■ To be done
The listing below is to be output in its exact form.

■ Pointing and labeling entries
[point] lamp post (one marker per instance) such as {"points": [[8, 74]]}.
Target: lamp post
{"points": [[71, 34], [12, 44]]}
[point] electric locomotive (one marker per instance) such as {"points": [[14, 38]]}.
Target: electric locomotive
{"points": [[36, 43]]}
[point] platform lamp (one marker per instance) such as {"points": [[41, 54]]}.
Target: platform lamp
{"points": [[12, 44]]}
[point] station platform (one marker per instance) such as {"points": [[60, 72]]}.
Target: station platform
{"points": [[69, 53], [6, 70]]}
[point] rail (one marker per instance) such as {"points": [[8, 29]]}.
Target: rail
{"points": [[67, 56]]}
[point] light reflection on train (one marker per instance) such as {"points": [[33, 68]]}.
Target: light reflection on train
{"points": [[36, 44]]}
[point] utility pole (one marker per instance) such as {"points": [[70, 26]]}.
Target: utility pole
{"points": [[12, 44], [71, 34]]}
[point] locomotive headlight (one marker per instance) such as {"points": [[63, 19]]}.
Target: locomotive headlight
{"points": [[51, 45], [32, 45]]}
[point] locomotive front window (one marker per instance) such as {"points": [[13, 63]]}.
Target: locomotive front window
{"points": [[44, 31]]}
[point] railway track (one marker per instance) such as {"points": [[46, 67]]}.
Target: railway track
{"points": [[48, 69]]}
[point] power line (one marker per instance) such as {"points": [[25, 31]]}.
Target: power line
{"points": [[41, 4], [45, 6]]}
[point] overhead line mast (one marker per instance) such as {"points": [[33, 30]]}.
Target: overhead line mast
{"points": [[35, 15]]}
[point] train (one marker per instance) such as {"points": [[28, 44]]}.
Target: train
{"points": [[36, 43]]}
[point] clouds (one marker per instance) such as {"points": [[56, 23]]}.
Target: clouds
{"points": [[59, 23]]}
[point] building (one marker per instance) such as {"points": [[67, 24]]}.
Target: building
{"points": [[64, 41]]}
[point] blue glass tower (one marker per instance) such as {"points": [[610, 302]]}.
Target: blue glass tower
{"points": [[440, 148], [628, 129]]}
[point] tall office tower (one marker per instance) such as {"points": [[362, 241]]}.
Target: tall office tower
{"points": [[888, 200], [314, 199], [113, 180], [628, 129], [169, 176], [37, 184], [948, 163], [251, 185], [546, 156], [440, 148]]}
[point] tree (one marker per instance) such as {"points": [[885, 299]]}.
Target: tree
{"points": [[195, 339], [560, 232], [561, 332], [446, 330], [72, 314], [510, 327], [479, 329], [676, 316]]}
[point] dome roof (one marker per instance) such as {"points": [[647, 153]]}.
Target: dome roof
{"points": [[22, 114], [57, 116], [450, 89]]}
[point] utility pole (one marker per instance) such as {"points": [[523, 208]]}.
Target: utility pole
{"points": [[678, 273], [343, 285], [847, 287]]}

■ Exercise solution
[point] lamp post (one marker per instance) such as {"points": [[8, 74]]}.
Target: lamp post
{"points": [[71, 34], [12, 44]]}
[point] electric locomotive (one marker per instance) such as {"points": [[14, 38]]}.
Target: electric locomotive
{"points": [[36, 43]]}
[point] platform lamp (one marker per instance) such as {"points": [[41, 54]]}.
Target: platform lamp
{"points": [[12, 44]]}
[point] station platform (one marker per instance) such as {"points": [[60, 72]]}.
Target: station platform
{"points": [[69, 53], [6, 70]]}
[point] rail (one marker per instance) such as {"points": [[8, 29]]}.
Target: rail
{"points": [[67, 56]]}
[point] light reflection on train (one marker per instance) such as {"points": [[33, 68]]}.
Target: light reflection on train
{"points": [[36, 44]]}
[point] utility pole (one marker per instance) such as {"points": [[70, 26]]}.
Target: utility pole
{"points": [[12, 44], [71, 34]]}
[point] locomotive headlight (one marker per instance) such as {"points": [[63, 19]]}.
Target: locomotive headlight
{"points": [[51, 45], [32, 45]]}
[point] locomotive front window (one marker per instance) such as {"points": [[13, 63]]}.
Target: locomotive front window
{"points": [[44, 31]]}
[point] railway track (one marker per instance) such as {"points": [[46, 67]]}.
Target: railway track
{"points": [[48, 69]]}
[point] power line (one marker per instance) such as {"points": [[25, 31]]}.
Target: power line
{"points": [[41, 4], [45, 6]]}
[point] overhead line mast (one marker per instance) such as {"points": [[33, 30]]}.
Target: overhead line mast
{"points": [[35, 15]]}
[point] train (one marker per instance) such as {"points": [[28, 44]]}.
Target: train
{"points": [[36, 43]]}
[point] clouds (one marker per instance) such as {"points": [[56, 23]]}.
Target: clouds
{"points": [[59, 23]]}
[point] building (one marker per instance) such as {"points": [[67, 24]]}.
Target: building
{"points": [[64, 41]]}
[point] blue glass tower (one marker per instance) such as {"points": [[610, 302]]}.
Target: blue glass tower
{"points": [[440, 148], [628, 129]]}
[point] tall office tower (one marker per instance) such as {"points": [[362, 241]]}.
Target: tall office tower
{"points": [[888, 200], [314, 199], [113, 180], [628, 129], [169, 176], [37, 184], [948, 163], [251, 185], [546, 156], [440, 148]]}
[point] tree (one marker per instance) such as {"points": [[885, 299]]}.
Target: tree
{"points": [[195, 339], [560, 232], [561, 332], [446, 330], [72, 314], [510, 327], [479, 329], [676, 316]]}
[point] dome roof (one marker per instance) such as {"points": [[647, 153]]}.
Target: dome roof
{"points": [[22, 114], [57, 116], [450, 89]]}
[point] utility pole (one marker per instance) such as {"points": [[523, 208]]}.
Target: utility pole
{"points": [[678, 273], [343, 285], [847, 287]]}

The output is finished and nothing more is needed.